◆ Извлечённый текст
··········

Отец вынужден был остаться в деревне. На нем была большая семья, старые родители, сестры... Братья - на фронте. Надо кормить семью. И он запрягся в работу с изувеченной рукой.
Трудился в поте лица. По прошествии многих лет пальцы постепенно стали разжиматься, ладонь раскрылась. Отец мой сумел вырастить и воспитать четырнадцать детей.
Я любил смотреть, как мой отец пашет и жнет. В горах, среди горных круч, на месте древнего поселения, на пару с соседом, отец разбил огород. Внизу зиял бездонный обрыв и только слышался звук журчащей между скал речки. Выше темнели глухие леса... Мне, мальцу, доставляло особое удовольствие ночевать в этом огороде, над головой были только звезды, вдали, внизу, мерцали блеклые огни разбросанных у подножия гор селений. Казалось, нас подвесили на всю ночь между этими неземными и земными огнями.
Рано утром приходил отец вместе с нашим соседом Агаларом... Агалар-киши был очень нетерпелив. Вскопнет впопыхах одну-другую грядку картофеля, потом заберется в тень: "Выкурю-ка одну сигарету". Отец мой не разгибал спины. Погодя и Агалар-киши присоединялся к нему, усердно включался в работу, но через полчаса или час внезапно останавливался: "Жарко, может перекусим, передохнем?"
Отец не откликался. И так до полудня, и от полудня до вечера, не спеша, не поднимая головы, продолжал работать.
Во время сенокоса подбирались самые искусные косари. Выбирали большой участок и начиналась совместная косьба: казалось единым взмахом косы скашивался целый склон горы. Вошел в ряд косарей, нарушать порядок нельзя! Замешкаешься - идущий сзади врежется в пятки. В воздухе слышится звук работающих кос, опьяняет аромат скошенных трав.
Прекращается гомон молодежи, никаких звуков, кроме косьбы и так час, два, потом замечаешь, кто-то не выдерживает взятого ритма, выходит из строя, в изнеможении валится на скошенную траву. Отец мой был одним из тех, кто оставался до самого конца. Он не торопился, действовал неспешно и в этой выверенной неторопливости ощущалось удовольствие, которое он получал от работы: "Не суетись, делай все с толком"...
Сейчас, когда накоплен опыт жизни, когда с сегодняшнего ее перевала оглядываюсь назад, я понимаю подоплеку этого отцовского спокойствия. Работа была для него другом, собеседником. Если даже ты вспотел, работу не снимешь, как мокрую рубашку, не бросишь как косу под дерево, не уляжешься спокойненько под дерево - работа и жизнь неотделимы, пока есть жизнь, есть работа. А раз так, следует подружиться с работой, понять ее язык, соотнести ее с ритмом собственной души. И отец нес свою лямку, не снимая с плеча, нес с достоинством, неторопливо - он понимал, что бремя это он должен нести до конца жизни. Так было раньше, так будет и впредь!
Когда человек получает удовольствие от своей работы, сама работа становится праздником. Песня моего отца - была его нескончаемой бесконечной работой. День и ночь, без перерыва, не останавливаясь пел он свою песнь, пел земле своей. И земля откликалась на эту песнь, под его песню она засыпала, под его песню просыпалась.

··········

◆ Набор заданий
- 1) Ответьте по тексту об отце на вопросы:
(а) Сколько детей сумел вырастить и воспитать отец?
(б) Как звали соседа, с которым отец работал на огороде?
(в) Кем, согласно тексту, была работа для отца?
- 2) Перепишите без изменений участок листинга от строки, содержащей «like [554, 91].», до конца листинга, включив обе границы.
Текст и листинг представляют собой отдельные, не связанные друг с другом материалы.

Фрагменты данных разметки местоположений:
··········

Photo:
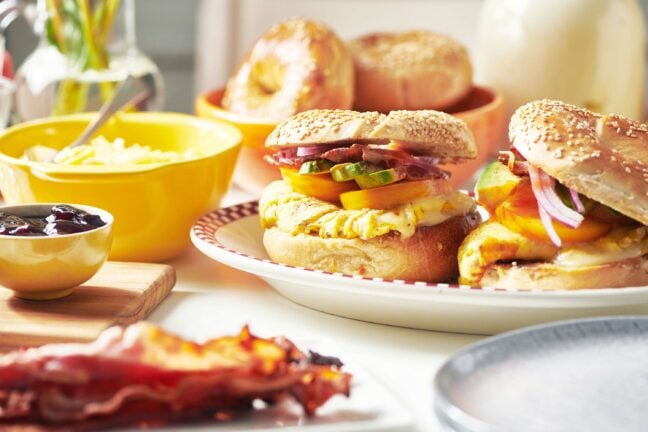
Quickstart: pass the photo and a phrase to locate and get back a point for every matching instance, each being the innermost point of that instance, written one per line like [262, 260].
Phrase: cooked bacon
[142, 373]
[344, 154]
[515, 161]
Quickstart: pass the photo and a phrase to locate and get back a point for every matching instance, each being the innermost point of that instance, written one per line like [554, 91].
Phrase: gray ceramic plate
[582, 375]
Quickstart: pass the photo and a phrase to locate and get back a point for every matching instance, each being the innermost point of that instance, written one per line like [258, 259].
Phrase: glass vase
[86, 48]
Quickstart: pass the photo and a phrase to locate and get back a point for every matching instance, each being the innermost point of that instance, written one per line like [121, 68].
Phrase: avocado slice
[495, 184]
[317, 166]
[379, 178]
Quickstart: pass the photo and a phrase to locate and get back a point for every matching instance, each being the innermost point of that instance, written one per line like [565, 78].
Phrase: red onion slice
[543, 189]
[546, 222]
[313, 150]
[576, 200]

··········

◆ Правильные ответы
- 1)
(а) Четырнадцать.
(б) Агалар.
(в) Другом, собеседником.

- 2)
Quickstart: pass the photo and a phrase to locate and get back a point for every matching instance, each being the innermost point of that instance, written one per line like [554, 91].
Phrase: gray ceramic plate
[582, 375]
Quickstart: pass the photo and a phrase to locate and get back a point for every matching instance, each being the innermost point of that instance, written one per line like [258, 259].
Phrase: glass vase
[86, 48]
Quickstart: pass the photo and a phrase to locate and get back a point for every matching instance, each being the innermost point of that instance, written one per line like [121, 68].
Phrase: avocado slice
[495, 184]
[317, 166]
[379, 178]
Quickstart: pass the photo and a phrase to locate and get back a point for every matching instance, each being the innermost point of that instance, written one per line like [565, 78].
Phrase: red onion slice
[543, 189]
[546, 222]
[313, 150]
[576, 200]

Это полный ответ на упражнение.